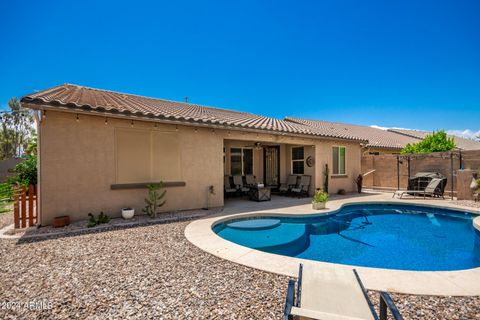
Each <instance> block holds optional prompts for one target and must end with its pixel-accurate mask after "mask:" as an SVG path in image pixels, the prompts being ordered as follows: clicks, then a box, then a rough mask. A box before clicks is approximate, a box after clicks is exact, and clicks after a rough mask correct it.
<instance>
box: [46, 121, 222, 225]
mask: <svg viewBox="0 0 480 320" xmlns="http://www.w3.org/2000/svg"><path fill="white" fill-rule="evenodd" d="M75 118H76V117H75V115H74V114H68V113H59V112H48V114H47V117H46V118H45V119H43V120H42V124H41V127H42V128H41V147H40V157H41V161H40V163H41V167H40V171H41V186H40V187H41V191H40V192H41V196H40V197H41V199H40V200H41V202H42V206H41V210H42V213H41V215H42V221H41V223H42V224H44V225H45V224H50V223H51V221H52V219H53V217H55V216H59V215H65V214H66V215H70V217H71V219H73V220H80V219H86V218H87V214H88V213H89V212H92V213H95V214H98V213H99V212H100V211H104V212H105V213H108V214H110V215H111V216H118V215H120V210H121V208H122V207H126V206H130V207H133V208H135V210H136V212H138V213H140V212H141V210H142V208H143V206H144V198H145V196H146V194H147V190H146V189H128V190H111V188H110V186H111V185H112V184H115V183H116V182H117V181H116V174H115V170H116V168H115V150H114V146H115V134H114V133H115V128H131V124H130V122H129V121H126V120H116V119H108V124H107V125H106V124H105V120H104V118H101V117H95V116H82V115H81V116H80V121H79V122H76V120H75ZM133 129H135V130H139V129H143V130H156V131H171V132H173V131H175V126H172V125H162V124H158V127H157V128H155V126H154V124H153V123H148V122H139V121H135V122H134V128H133ZM178 139H179V143H180V145H181V148H180V149H181V156H180V159H181V160H180V161H181V175H182V180H183V181H185V183H186V186H185V187H171V188H168V189H167V203H166V204H165V206H164V207H162V210H164V211H169V210H176V209H194V208H201V207H204V206H205V205H206V194H207V191H206V190H207V187H208V186H209V185H214V186H215V188H216V191H217V192H216V194H215V195H214V196H212V197H211V199H210V206H221V205H223V192H222V186H223V174H222V167H223V158H222V152H220V151H221V150H222V148H223V140H222V139H221V138H220V137H218V136H217V135H213V134H212V133H211V132H210V131H207V130H197V132H195V131H194V128H191V127H179V130H178ZM166 152H168V150H167V151H166Z"/></svg>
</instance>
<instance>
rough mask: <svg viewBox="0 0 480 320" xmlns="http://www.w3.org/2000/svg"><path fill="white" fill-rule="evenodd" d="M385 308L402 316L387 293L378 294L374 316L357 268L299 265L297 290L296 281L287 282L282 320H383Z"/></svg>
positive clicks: (395, 314)
mask: <svg viewBox="0 0 480 320" xmlns="http://www.w3.org/2000/svg"><path fill="white" fill-rule="evenodd" d="M295 294H296V297H295ZM387 307H388V309H390V312H391V314H392V316H393V319H395V320H401V319H403V318H402V316H401V315H400V312H399V311H398V309H397V308H396V306H395V303H394V302H393V300H392V299H391V298H390V296H389V295H388V293H386V292H382V293H380V317H379V316H378V315H377V313H376V312H375V308H374V307H373V304H372V302H371V301H370V298H369V297H368V294H367V291H366V290H365V287H364V286H363V284H362V281H361V280H360V277H359V276H358V274H357V272H356V270H353V271H352V270H349V269H343V268H341V269H340V268H331V269H325V268H315V267H313V266H310V265H305V267H304V266H303V265H302V264H300V267H299V272H298V281H297V288H296V293H295V280H290V281H289V283H288V291H287V298H286V302H285V309H284V320H291V319H321V320H360V319H362V320H366V319H368V320H378V319H380V320H386V319H387Z"/></svg>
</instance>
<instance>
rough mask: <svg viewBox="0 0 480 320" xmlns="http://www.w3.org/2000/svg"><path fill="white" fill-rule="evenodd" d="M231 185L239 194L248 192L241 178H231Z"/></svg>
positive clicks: (237, 177) (241, 176)
mask: <svg viewBox="0 0 480 320" xmlns="http://www.w3.org/2000/svg"><path fill="white" fill-rule="evenodd" d="M233 184H234V185H235V188H236V189H237V191H239V192H241V193H247V192H248V191H249V190H250V189H249V188H247V187H245V186H244V185H243V179H242V176H233Z"/></svg>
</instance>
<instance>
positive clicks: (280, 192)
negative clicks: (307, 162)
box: [278, 174, 298, 193]
mask: <svg viewBox="0 0 480 320" xmlns="http://www.w3.org/2000/svg"><path fill="white" fill-rule="evenodd" d="M297 177H298V176H295V175H293V174H291V175H289V176H288V180H287V183H282V184H281V185H280V188H278V191H280V193H289V192H290V191H291V190H292V188H295V187H296V186H297Z"/></svg>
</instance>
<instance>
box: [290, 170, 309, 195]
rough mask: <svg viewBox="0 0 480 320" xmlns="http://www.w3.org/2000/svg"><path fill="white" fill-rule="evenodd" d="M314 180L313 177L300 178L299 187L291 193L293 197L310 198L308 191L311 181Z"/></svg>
mask: <svg viewBox="0 0 480 320" xmlns="http://www.w3.org/2000/svg"><path fill="white" fill-rule="evenodd" d="M311 180H312V177H311V176H307V175H303V176H301V177H300V183H299V184H298V187H295V188H292V190H291V192H292V194H293V195H295V196H298V197H302V196H303V197H308V190H309V189H310V181H311Z"/></svg>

------------------------------

Required work: Reproduce the listing above line for line, leaving out the picture.

Problem solution:
Each <instance> block holds optional prompts for one target and must end with its pixel-accurate mask after "mask:" as an SVG path in image pixels, the prompts being ordered as follows: clicks, then a box, then a rough mask. A box before clicks is approximate, a box after clicks is exact, and clicks after a rough mask correct it.
<instance>
box: [46, 121, 222, 225]
mask: <svg viewBox="0 0 480 320" xmlns="http://www.w3.org/2000/svg"><path fill="white" fill-rule="evenodd" d="M75 118H76V117H75V115H74V114H68V113H59V112H48V114H47V117H46V118H45V119H43V120H42V124H41V127H42V128H41V147H40V157H41V161H40V163H41V167H40V171H41V186H40V187H41V191H40V192H41V196H40V197H41V199H40V200H41V202H42V206H41V210H42V213H41V215H42V221H41V223H42V224H44V225H45V224H50V223H51V221H52V219H53V217H55V216H59V215H65V214H66V215H70V217H71V219H73V220H80V219H86V218H87V214H88V213H89V212H92V213H95V214H98V213H99V212H100V211H104V212H105V213H108V214H110V215H111V216H118V215H120V210H121V208H122V207H126V206H130V207H133V208H135V210H136V212H138V213H140V212H141V210H142V208H143V206H144V198H145V196H146V194H147V190H146V189H128V190H111V188H110V186H111V185H112V184H115V183H116V182H117V181H116V174H115V170H116V168H115V150H114V146H115V134H114V133H115V128H131V124H130V122H129V121H126V120H116V119H108V124H107V125H106V124H105V120H104V118H101V117H95V116H82V115H81V116H80V121H79V122H76V120H75ZM133 129H135V130H139V129H143V130H156V131H171V132H173V131H175V126H172V125H162V124H158V127H157V128H155V126H154V124H153V123H148V122H139V121H135V122H134V128H133ZM178 139H179V143H180V145H181V148H180V149H181V156H180V159H181V160H180V161H181V175H182V180H183V181H185V183H186V186H185V187H171V188H168V189H167V203H166V204H165V206H164V207H162V210H164V211H169V210H176V209H194V208H201V207H204V206H205V205H206V194H207V191H206V190H207V187H208V186H209V185H214V186H215V188H216V191H217V192H216V194H215V195H214V196H212V197H211V199H210V206H221V205H223V192H222V186H223V174H222V167H223V158H222V152H220V151H221V150H222V148H223V140H222V139H221V138H220V137H218V136H217V135H213V134H212V133H211V132H210V131H207V130H197V132H195V131H194V128H191V127H179V130H178ZM166 152H168V150H167V151H166Z"/></svg>
</instance>
<instance>
rough mask: <svg viewBox="0 0 480 320" xmlns="http://www.w3.org/2000/svg"><path fill="white" fill-rule="evenodd" d="M385 308L402 316L387 293L378 294L374 316L357 268L299 265L297 290L296 281L287 282L282 320H383Z"/></svg>
positive clicks: (395, 314)
mask: <svg viewBox="0 0 480 320" xmlns="http://www.w3.org/2000/svg"><path fill="white" fill-rule="evenodd" d="M295 294H296V297H295ZM387 307H388V309H390V312H391V314H392V316H393V319H395V320H401V319H403V318H402V316H401V315H400V312H399V311H398V309H397V308H396V306H395V303H394V302H393V300H392V299H391V298H390V296H389V295H388V293H386V292H382V293H380V317H379V316H378V315H377V313H376V312H375V308H374V307H373V304H372V302H371V301H370V298H369V297H368V294H367V291H366V290H365V287H364V286H363V284H362V281H361V280H360V277H359V276H358V274H357V272H356V270H353V271H352V270H349V269H343V268H341V269H340V268H331V269H325V268H315V267H313V266H310V265H305V267H304V266H303V265H302V264H300V267H299V272H298V281H297V288H296V293H295V280H290V281H289V283H288V291H287V298H286V302H285V309H284V320H291V319H321V320H360V319H362V320H366V319H368V320H378V319H380V320H386V319H387Z"/></svg>
</instance>
<instance>
rough mask: <svg viewBox="0 0 480 320" xmlns="http://www.w3.org/2000/svg"><path fill="white" fill-rule="evenodd" d="M231 185L239 194L248 192L241 178H231Z"/></svg>
positive clicks: (237, 177) (241, 176)
mask: <svg viewBox="0 0 480 320" xmlns="http://www.w3.org/2000/svg"><path fill="white" fill-rule="evenodd" d="M233 184H234V185H235V188H236V189H237V191H239V192H241V193H247V192H248V191H249V190H250V189H249V188H247V187H245V186H244V185H243V179H242V176H233Z"/></svg>
</instance>
<instance>
positive clicks: (280, 192)
negative clicks: (307, 162)
box: [278, 174, 298, 193]
mask: <svg viewBox="0 0 480 320" xmlns="http://www.w3.org/2000/svg"><path fill="white" fill-rule="evenodd" d="M297 177H298V176H295V175H293V174H291V175H289V176H288V180H287V183H282V184H281V185H280V188H278V191H280V193H289V192H290V191H291V190H292V188H295V187H296V186H297Z"/></svg>
</instance>
<instance>
box: [290, 170, 309, 195]
rough mask: <svg viewBox="0 0 480 320" xmlns="http://www.w3.org/2000/svg"><path fill="white" fill-rule="evenodd" d="M314 180L313 177L300 178L299 187L291 193L293 197L310 198L308 191L311 181Z"/></svg>
mask: <svg viewBox="0 0 480 320" xmlns="http://www.w3.org/2000/svg"><path fill="white" fill-rule="evenodd" d="M311 180H312V177H311V176H307V175H303V176H301V177H300V183H299V184H298V187H295V188H292V190H291V192H292V194H293V195H295V196H298V197H302V196H303V197H308V190H309V189H310V181H311Z"/></svg>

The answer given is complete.